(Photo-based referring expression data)
------------------------------------------------------------------------

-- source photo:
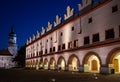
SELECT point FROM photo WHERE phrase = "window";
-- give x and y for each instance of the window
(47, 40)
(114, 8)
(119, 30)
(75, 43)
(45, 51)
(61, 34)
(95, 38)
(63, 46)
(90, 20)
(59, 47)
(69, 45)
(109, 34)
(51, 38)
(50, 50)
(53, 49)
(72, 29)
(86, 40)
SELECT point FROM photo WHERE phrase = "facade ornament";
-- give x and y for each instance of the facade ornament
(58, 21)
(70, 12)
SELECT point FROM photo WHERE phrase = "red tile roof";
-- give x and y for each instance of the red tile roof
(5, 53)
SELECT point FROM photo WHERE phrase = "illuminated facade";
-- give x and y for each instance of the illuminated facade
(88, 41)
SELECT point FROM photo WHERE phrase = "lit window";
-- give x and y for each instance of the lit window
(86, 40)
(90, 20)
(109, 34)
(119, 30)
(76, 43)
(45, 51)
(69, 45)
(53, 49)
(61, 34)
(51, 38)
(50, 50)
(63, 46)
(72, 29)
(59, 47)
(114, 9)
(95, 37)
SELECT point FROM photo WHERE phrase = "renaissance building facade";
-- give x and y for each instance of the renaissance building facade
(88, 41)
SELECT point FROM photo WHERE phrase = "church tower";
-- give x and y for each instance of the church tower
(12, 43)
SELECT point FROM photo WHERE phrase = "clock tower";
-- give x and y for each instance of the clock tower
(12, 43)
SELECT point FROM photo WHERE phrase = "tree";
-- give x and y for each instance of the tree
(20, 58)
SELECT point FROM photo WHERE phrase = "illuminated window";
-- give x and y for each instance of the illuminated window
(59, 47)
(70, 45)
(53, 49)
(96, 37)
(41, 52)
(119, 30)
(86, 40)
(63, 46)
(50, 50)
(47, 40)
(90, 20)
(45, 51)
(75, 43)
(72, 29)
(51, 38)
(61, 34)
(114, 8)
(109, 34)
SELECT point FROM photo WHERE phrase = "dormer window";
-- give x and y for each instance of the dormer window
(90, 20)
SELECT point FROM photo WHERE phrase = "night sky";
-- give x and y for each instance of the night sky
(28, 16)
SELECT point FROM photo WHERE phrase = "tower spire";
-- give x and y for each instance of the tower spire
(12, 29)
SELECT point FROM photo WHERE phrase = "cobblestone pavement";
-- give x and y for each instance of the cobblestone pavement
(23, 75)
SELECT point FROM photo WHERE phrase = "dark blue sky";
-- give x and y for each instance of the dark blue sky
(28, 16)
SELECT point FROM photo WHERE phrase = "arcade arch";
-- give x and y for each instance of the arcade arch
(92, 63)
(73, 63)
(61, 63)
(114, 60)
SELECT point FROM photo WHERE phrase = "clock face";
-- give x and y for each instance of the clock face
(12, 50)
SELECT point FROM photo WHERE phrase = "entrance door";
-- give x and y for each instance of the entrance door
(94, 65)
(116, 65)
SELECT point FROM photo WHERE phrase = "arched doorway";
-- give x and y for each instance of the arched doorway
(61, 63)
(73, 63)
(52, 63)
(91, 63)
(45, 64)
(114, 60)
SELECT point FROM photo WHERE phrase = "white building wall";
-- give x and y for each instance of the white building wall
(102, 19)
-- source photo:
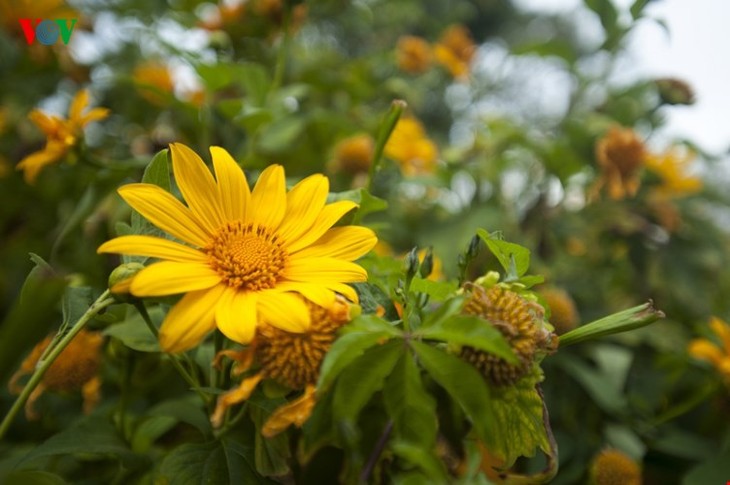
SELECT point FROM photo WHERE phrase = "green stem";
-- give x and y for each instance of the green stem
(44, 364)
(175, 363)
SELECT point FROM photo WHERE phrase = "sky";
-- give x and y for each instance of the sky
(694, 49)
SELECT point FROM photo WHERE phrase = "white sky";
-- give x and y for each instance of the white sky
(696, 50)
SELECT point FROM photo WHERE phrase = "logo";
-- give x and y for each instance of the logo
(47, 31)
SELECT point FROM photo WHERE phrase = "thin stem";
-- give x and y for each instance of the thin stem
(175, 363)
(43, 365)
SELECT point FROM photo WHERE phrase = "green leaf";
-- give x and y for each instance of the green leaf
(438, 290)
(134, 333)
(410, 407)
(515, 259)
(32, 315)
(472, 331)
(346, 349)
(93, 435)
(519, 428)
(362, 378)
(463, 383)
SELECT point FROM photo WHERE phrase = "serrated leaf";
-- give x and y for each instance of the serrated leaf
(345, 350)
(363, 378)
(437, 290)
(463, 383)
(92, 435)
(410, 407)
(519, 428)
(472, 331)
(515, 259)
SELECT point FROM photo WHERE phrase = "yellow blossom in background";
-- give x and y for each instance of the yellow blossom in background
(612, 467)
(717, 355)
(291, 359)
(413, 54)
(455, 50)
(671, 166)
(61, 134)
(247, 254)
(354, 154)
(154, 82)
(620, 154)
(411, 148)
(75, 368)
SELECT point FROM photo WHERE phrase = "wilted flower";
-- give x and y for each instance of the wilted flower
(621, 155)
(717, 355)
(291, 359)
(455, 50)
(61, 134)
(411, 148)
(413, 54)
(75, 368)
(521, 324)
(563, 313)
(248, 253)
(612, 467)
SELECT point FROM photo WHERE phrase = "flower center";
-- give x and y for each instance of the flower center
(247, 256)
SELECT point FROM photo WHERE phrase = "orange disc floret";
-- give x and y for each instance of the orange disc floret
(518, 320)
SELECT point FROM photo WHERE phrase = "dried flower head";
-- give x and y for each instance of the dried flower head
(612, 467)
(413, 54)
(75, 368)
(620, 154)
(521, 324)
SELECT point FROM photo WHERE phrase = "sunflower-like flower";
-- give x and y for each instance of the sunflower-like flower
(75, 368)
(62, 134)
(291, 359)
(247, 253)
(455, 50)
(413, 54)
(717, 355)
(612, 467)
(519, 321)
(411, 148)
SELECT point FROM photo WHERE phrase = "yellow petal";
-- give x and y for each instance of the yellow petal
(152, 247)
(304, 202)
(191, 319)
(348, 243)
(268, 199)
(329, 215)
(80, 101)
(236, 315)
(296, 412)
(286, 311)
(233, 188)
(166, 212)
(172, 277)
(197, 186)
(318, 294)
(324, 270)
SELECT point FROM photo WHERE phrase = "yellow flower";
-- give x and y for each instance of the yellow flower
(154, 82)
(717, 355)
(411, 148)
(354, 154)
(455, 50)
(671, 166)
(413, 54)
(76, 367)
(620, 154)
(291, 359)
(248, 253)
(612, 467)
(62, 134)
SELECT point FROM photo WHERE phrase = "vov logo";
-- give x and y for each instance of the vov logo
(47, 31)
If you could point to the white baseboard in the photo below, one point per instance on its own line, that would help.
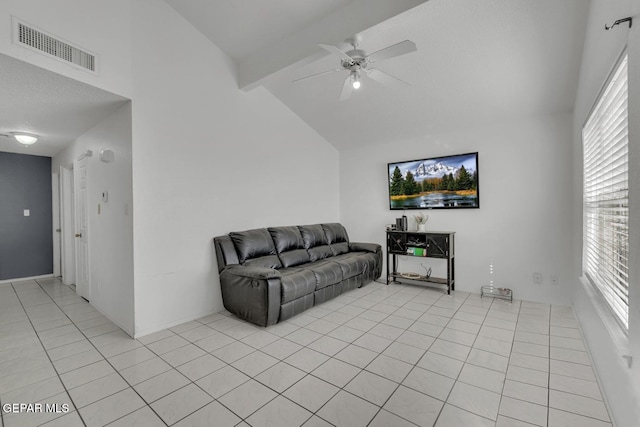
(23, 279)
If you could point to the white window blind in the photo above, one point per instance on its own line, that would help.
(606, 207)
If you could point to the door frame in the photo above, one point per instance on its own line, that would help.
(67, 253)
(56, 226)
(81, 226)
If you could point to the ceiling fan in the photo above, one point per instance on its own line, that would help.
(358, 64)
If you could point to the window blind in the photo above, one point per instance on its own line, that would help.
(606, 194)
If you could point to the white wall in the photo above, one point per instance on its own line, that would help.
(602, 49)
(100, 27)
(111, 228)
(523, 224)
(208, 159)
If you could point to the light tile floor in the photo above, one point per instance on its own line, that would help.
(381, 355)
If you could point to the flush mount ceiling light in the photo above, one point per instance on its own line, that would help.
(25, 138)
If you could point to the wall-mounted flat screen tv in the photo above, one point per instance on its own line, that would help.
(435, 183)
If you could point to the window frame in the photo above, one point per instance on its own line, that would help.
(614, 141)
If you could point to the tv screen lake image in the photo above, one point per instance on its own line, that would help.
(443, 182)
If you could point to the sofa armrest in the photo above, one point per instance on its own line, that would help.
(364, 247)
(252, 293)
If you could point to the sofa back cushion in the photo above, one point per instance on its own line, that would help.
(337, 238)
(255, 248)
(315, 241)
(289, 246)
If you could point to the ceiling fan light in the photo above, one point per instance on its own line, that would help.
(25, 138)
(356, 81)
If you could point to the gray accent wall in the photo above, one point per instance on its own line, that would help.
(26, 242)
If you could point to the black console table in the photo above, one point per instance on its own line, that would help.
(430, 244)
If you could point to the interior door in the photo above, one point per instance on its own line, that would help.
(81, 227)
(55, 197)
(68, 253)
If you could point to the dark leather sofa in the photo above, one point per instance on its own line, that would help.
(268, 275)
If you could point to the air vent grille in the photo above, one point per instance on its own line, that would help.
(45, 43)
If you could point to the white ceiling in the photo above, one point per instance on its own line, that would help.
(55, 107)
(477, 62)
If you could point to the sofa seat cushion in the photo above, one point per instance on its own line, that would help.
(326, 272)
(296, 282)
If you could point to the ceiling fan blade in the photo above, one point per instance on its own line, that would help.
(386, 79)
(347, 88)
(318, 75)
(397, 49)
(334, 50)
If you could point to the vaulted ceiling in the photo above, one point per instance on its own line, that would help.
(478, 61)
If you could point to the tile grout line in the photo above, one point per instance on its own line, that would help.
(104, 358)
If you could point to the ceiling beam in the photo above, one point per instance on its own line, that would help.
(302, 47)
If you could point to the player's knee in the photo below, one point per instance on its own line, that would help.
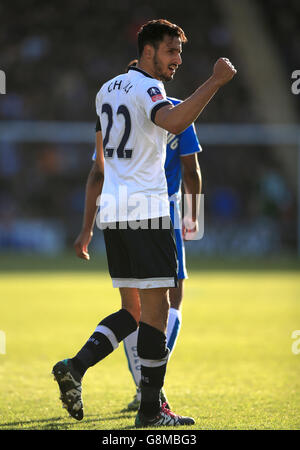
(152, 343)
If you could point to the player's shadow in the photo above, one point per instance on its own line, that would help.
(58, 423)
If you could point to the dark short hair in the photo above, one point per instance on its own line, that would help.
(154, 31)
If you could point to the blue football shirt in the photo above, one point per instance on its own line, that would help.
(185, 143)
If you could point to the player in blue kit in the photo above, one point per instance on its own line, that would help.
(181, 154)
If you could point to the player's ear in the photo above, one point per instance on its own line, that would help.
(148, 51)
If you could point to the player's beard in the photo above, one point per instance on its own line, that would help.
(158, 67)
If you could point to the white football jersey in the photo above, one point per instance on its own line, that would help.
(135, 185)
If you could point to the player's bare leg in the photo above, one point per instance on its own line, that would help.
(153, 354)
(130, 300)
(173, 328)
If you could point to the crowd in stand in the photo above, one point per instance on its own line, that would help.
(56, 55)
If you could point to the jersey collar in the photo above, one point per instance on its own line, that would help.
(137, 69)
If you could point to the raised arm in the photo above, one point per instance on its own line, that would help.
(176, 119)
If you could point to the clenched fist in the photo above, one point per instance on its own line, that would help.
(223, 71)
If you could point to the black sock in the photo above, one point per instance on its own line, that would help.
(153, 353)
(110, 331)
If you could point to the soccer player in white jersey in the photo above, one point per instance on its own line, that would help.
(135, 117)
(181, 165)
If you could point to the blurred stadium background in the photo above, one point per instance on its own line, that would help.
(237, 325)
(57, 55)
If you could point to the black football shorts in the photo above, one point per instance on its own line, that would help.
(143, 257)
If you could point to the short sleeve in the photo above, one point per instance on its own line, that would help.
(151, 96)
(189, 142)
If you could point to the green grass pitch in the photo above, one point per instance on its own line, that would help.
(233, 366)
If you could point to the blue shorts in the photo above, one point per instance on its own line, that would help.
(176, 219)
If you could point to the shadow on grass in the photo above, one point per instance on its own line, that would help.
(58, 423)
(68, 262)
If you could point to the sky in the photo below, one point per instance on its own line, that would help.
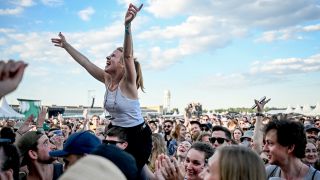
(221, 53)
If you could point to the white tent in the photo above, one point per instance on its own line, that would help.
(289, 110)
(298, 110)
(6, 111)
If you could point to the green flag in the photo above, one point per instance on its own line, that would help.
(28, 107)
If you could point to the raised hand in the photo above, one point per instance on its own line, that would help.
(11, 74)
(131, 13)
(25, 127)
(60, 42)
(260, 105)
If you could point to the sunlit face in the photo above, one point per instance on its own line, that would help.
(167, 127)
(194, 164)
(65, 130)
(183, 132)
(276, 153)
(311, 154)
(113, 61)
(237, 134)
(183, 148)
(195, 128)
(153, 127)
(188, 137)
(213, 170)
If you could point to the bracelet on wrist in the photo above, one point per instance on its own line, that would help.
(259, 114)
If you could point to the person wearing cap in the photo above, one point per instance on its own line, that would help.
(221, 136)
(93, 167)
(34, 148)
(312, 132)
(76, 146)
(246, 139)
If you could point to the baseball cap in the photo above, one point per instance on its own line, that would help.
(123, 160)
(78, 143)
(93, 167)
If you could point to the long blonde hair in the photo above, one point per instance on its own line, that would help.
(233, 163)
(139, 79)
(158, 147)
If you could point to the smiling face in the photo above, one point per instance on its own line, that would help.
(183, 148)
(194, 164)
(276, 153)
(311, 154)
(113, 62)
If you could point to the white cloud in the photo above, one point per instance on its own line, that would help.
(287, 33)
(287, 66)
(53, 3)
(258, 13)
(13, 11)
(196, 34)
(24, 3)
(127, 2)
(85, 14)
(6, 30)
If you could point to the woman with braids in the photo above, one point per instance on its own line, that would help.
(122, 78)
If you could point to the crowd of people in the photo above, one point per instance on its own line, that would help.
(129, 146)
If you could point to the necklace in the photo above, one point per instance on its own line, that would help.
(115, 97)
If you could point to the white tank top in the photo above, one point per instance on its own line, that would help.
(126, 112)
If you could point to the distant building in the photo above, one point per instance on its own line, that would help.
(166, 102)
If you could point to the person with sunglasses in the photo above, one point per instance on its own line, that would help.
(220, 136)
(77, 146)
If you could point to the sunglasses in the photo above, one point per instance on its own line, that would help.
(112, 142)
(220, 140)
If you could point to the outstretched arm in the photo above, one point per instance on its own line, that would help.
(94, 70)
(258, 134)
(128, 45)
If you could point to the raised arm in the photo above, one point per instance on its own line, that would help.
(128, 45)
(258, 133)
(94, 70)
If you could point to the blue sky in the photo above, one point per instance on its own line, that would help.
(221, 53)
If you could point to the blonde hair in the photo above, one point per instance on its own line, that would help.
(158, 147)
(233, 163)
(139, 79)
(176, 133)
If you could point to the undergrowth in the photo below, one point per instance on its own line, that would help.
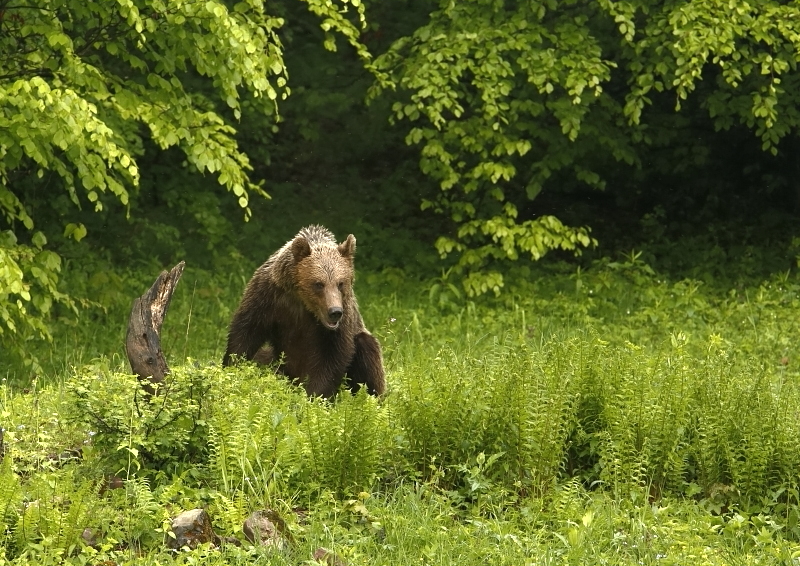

------------------------------------------------------------------------

▸ TASK REQUIREMENTS: Every line from the line containing "If you could point to the distant" through the last line above is to be printed exactly. Pictures are not copied.

▸ EXERCISE RESULT:
If you could point to the distant building in the photo above, one point per instance on its own line, that would help.
(166, 102)
If you could point to the person with sunglasses in the photo above, one point per instance on its own line, that would help.
(220, 136)
(77, 146)
If you could point to the sunglasses in the photo above, one point per instance on its own line, that would help.
(112, 142)
(220, 140)
If you could point to the outstretched arm in the photo above, one point per instance on its own line, that would help.
(94, 70)
(258, 134)
(128, 45)
If you could point to the raised arm in the photo above, one point per instance on its own line, that would help.
(128, 45)
(258, 133)
(94, 70)
If you could point to the blue sky in the photo above, one point per instance on its own line, that would help.
(221, 53)
If you could point to the blonde hair in the photo above, one point per instance on its own line, that would help.
(158, 147)
(233, 163)
(139, 79)
(176, 133)
If you could point to the undergrowth in the photo below, one point per instance on its own line, that would help.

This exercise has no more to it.